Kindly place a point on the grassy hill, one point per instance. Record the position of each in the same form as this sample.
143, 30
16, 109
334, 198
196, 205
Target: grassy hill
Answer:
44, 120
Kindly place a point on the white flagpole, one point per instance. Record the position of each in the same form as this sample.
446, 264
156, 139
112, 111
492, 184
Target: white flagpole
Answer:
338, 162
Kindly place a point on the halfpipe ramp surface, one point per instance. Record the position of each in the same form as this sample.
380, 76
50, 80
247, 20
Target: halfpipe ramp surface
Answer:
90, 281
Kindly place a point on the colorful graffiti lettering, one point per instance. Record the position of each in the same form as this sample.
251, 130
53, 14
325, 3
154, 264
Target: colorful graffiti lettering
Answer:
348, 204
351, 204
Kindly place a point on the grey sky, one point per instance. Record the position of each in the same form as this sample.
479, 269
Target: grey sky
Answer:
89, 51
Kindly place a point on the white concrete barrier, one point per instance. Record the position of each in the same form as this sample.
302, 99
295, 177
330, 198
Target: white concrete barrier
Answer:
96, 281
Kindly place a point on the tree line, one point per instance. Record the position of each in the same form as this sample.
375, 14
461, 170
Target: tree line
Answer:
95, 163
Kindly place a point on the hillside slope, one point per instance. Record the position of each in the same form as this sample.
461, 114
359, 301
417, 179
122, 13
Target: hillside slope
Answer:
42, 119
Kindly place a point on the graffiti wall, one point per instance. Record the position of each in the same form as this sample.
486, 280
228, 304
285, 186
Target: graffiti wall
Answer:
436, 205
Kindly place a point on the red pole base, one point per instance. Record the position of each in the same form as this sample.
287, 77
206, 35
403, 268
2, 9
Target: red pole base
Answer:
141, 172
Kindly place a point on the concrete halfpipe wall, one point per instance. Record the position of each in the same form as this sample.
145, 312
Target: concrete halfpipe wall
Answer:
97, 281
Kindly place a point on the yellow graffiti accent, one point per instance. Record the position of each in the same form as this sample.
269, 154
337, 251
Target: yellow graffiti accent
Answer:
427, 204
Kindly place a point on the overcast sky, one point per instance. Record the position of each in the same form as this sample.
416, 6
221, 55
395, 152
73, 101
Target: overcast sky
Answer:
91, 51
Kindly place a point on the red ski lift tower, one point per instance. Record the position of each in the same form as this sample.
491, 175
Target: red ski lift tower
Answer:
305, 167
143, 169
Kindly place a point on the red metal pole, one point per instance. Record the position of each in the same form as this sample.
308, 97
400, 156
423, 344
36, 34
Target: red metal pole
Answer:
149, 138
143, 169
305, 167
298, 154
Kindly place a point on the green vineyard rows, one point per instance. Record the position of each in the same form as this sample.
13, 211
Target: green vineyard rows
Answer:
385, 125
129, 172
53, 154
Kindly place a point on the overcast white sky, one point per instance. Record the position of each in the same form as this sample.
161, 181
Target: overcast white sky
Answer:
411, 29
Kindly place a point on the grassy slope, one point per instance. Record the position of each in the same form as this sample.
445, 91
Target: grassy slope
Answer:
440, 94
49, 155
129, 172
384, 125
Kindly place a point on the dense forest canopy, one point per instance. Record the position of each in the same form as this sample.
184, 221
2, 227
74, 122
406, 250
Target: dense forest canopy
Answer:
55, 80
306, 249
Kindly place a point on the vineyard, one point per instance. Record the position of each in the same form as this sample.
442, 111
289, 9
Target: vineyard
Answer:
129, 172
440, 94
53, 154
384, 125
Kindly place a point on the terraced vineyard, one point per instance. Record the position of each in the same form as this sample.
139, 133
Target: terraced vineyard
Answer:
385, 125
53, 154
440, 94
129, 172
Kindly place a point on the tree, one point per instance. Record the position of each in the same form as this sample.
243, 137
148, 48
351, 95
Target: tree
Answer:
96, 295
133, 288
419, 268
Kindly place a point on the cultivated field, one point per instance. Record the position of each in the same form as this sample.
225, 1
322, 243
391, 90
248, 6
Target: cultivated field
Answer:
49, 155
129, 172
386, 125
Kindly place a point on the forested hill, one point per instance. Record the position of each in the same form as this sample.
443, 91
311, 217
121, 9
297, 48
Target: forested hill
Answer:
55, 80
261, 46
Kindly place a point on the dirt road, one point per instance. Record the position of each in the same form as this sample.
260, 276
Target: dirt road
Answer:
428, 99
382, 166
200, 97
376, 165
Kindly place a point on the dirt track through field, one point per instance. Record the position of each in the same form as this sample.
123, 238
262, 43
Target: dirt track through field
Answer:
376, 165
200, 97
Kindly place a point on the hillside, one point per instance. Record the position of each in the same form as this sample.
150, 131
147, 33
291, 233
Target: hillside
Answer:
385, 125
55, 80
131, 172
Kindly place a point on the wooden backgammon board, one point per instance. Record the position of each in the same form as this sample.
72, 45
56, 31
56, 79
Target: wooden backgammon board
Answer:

········

**WHAT IS NEEDED:** Scale the part that opens with the line containing "Kindly place a point on the hillside, one" and closes with the end of the records. Write out every line of it, both ends included, multiplying each answer point coordinate by 1.55 and rounding to a whole number with halves going up, while all other text and the sample coordinates stay unchanged.

**EXERCISE RESPONSE:**
Kindly place a point on the hillside, one point per instance. Record the position of each in the same form as this sample.
150, 131
147, 33
291, 233
Target: hillside
Answer:
597, 194
85, 124
203, 267
Kindly place a point on the wooden backgammon board, one point per instance. Record the position of each in the same form as this sample.
72, 45
56, 31
56, 79
Target: wooden backgammon board
Answer:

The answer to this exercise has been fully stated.